▶ [Activity] Copy out each line in the material below that has the word "runner".

▶ [Records provided]
****

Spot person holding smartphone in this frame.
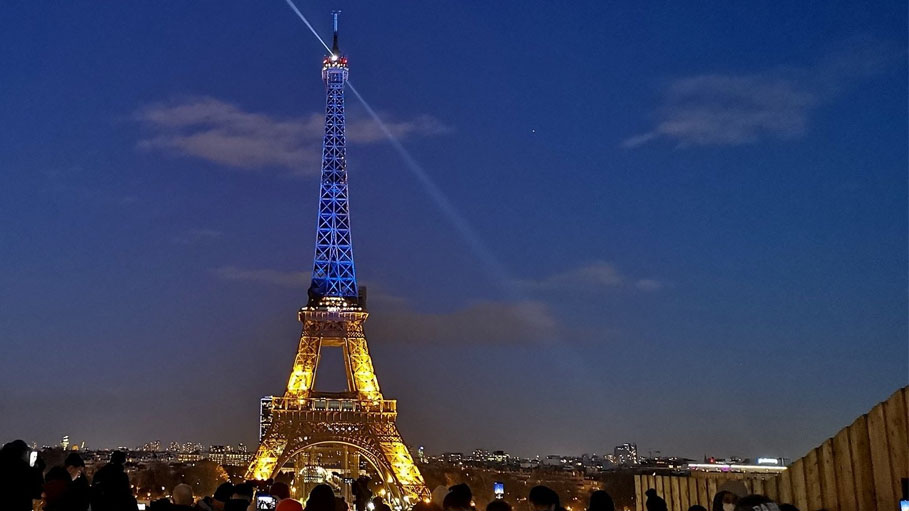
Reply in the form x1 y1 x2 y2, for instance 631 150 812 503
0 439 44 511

****

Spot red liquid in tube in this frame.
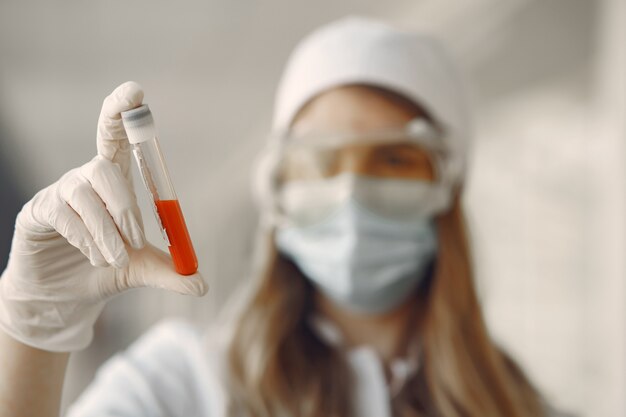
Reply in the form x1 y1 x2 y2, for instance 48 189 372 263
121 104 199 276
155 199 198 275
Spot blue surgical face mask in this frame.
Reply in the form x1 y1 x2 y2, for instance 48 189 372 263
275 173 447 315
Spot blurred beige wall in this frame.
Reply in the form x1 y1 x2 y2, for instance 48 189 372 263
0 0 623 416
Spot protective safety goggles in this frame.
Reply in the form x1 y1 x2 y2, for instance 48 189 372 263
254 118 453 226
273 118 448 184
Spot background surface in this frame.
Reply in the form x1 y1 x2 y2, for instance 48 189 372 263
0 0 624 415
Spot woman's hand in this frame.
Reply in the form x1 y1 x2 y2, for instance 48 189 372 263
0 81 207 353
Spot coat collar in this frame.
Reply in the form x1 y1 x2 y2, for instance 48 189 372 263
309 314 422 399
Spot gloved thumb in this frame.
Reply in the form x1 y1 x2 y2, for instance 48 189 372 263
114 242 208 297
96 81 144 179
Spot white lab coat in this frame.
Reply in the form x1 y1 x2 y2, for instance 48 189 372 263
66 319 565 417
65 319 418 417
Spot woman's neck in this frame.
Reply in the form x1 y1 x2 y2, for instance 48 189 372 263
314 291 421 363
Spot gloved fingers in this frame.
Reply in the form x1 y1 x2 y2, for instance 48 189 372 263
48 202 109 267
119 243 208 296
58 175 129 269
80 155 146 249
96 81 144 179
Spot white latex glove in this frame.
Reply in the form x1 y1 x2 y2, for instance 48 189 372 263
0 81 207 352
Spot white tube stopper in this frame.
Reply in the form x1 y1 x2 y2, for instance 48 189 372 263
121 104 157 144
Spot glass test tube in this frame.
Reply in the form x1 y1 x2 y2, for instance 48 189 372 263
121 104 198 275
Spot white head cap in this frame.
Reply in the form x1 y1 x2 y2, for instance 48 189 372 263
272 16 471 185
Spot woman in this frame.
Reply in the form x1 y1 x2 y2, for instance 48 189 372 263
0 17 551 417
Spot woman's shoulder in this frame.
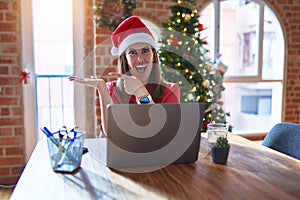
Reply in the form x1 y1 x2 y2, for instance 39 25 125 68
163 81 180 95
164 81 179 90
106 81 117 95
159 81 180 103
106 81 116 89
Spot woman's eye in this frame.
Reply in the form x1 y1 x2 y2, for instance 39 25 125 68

****

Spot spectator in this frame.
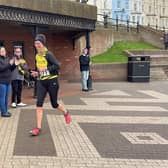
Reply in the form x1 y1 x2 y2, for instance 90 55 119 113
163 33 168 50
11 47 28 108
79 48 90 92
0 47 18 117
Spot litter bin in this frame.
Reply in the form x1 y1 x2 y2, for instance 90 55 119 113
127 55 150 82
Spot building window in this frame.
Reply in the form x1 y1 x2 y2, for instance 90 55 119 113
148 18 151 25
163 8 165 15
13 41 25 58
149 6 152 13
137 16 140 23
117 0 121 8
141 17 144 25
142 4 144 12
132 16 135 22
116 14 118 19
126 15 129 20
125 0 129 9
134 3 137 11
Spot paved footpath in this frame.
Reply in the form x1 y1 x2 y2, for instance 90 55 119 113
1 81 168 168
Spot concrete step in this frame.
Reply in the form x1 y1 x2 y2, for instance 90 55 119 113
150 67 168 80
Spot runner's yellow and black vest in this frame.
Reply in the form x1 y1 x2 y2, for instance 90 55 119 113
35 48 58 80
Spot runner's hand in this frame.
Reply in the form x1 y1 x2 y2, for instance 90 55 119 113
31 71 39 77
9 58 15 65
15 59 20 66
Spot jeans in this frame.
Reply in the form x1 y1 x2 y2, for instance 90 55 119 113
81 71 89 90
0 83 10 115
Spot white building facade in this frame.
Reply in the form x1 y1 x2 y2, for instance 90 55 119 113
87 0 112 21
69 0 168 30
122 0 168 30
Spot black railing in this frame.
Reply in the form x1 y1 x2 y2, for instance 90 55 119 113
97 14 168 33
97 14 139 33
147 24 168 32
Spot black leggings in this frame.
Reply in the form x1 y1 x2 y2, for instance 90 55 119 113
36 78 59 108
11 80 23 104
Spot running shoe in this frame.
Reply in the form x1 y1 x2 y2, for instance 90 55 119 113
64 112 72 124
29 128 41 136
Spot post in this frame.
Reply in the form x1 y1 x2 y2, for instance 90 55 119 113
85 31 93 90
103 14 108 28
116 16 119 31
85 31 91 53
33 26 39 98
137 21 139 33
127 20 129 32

****

▶ [Completed task]
Spot runner's yellow and black vest in this frame.
Spot runner's hand in this frame.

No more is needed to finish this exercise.